Entries from a dataset:
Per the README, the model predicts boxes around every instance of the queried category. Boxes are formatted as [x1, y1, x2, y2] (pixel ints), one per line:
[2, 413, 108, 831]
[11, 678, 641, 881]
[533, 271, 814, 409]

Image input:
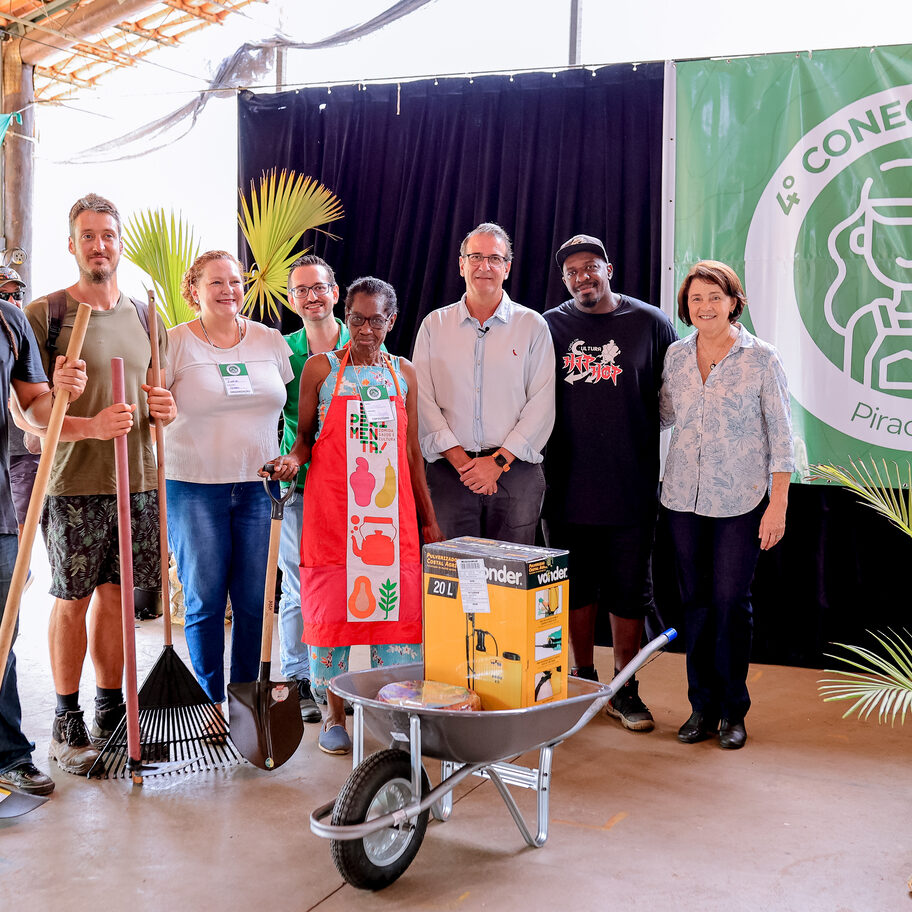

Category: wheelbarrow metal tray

- _What is asked_:
Transcribe the entries above verbatim, omitting the pictures.

- _Result of this exercise_:
Per the README, the model predicts boxes around every instance of the queried category. Boxes are formatted as [x1, y1, x2, y2] (pixel ints), one per line:
[2, 413, 108, 831]
[11, 678, 641, 881]
[533, 271, 814, 409]

Image input:

Category: wheelbarrow metal tray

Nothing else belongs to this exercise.